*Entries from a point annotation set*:

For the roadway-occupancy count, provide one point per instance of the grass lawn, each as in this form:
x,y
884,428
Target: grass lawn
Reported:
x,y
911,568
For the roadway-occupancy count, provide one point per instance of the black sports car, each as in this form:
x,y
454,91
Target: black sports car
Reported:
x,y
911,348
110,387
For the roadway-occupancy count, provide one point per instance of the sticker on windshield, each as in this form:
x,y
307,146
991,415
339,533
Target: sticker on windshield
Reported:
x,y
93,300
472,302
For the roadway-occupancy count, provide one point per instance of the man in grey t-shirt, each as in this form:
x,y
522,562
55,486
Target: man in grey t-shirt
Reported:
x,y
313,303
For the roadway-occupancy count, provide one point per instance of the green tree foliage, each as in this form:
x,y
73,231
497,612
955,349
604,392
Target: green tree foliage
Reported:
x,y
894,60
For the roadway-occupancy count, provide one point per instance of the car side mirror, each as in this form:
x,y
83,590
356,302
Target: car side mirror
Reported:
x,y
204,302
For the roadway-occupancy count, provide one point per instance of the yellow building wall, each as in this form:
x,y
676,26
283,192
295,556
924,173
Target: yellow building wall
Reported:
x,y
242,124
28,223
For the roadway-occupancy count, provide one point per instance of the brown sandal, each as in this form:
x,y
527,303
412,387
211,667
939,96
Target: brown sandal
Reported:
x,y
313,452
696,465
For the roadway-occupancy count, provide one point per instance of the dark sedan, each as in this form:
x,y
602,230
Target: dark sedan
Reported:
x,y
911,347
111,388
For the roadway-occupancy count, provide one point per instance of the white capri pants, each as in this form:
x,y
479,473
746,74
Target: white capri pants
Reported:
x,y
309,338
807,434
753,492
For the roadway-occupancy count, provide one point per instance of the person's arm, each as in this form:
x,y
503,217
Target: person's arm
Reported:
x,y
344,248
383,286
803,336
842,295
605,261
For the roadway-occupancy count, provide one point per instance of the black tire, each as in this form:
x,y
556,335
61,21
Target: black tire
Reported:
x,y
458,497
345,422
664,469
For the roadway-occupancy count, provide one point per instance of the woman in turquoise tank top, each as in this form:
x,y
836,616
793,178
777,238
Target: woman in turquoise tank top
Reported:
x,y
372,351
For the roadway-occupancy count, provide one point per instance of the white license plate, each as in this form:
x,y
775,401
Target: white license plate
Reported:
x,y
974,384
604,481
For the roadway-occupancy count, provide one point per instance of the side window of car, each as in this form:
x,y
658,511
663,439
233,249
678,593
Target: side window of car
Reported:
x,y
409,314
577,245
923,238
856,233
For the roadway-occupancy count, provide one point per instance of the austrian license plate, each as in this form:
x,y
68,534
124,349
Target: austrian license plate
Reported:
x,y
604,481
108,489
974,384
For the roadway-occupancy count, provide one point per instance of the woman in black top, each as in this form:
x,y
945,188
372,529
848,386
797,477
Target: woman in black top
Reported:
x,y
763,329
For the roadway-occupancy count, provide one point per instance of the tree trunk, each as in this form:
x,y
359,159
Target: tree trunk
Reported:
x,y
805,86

---

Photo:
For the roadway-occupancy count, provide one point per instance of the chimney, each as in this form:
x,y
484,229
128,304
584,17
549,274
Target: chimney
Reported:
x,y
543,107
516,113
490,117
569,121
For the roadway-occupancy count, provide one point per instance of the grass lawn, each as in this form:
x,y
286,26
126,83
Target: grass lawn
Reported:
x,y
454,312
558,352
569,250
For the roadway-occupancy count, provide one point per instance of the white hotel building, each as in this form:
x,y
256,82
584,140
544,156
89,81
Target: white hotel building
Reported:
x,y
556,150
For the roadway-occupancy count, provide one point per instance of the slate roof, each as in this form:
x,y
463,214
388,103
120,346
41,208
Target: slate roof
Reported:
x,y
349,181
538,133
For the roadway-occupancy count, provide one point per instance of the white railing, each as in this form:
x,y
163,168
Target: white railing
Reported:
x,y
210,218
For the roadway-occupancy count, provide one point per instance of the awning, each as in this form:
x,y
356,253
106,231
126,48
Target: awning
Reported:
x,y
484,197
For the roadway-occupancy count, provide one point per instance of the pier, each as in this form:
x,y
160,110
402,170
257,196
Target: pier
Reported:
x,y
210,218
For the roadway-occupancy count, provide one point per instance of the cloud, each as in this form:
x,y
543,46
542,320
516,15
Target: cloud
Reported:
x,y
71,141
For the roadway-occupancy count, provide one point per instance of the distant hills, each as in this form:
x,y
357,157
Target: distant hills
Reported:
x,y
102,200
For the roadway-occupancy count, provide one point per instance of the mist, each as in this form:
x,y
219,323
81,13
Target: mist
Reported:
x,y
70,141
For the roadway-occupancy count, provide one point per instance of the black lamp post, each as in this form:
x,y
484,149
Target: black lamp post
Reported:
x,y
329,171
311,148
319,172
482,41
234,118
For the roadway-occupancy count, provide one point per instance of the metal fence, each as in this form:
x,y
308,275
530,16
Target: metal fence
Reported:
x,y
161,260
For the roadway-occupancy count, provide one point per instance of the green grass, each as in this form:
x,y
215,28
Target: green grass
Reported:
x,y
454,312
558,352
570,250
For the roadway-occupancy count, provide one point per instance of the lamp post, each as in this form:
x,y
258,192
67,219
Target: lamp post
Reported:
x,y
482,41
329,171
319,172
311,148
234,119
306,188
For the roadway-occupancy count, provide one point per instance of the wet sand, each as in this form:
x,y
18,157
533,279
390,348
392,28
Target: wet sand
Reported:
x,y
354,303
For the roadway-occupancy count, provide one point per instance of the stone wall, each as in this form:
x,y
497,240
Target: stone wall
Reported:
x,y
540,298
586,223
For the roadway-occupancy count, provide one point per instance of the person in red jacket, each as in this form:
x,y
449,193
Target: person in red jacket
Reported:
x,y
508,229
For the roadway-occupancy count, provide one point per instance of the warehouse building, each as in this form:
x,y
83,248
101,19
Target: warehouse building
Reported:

*Work to complete*:
Show every line of the rows above that contains the string "plate". Reproduce each matching line in full.

*Expected answer*:
For the roadway-occupancy count, provide one point per instance of the white license plate, each as in this form:
Target: white license plate
For the roadway-occupancy count, provide one point per instance of the austrian license plate, each as in this form:
Target: austrian license plate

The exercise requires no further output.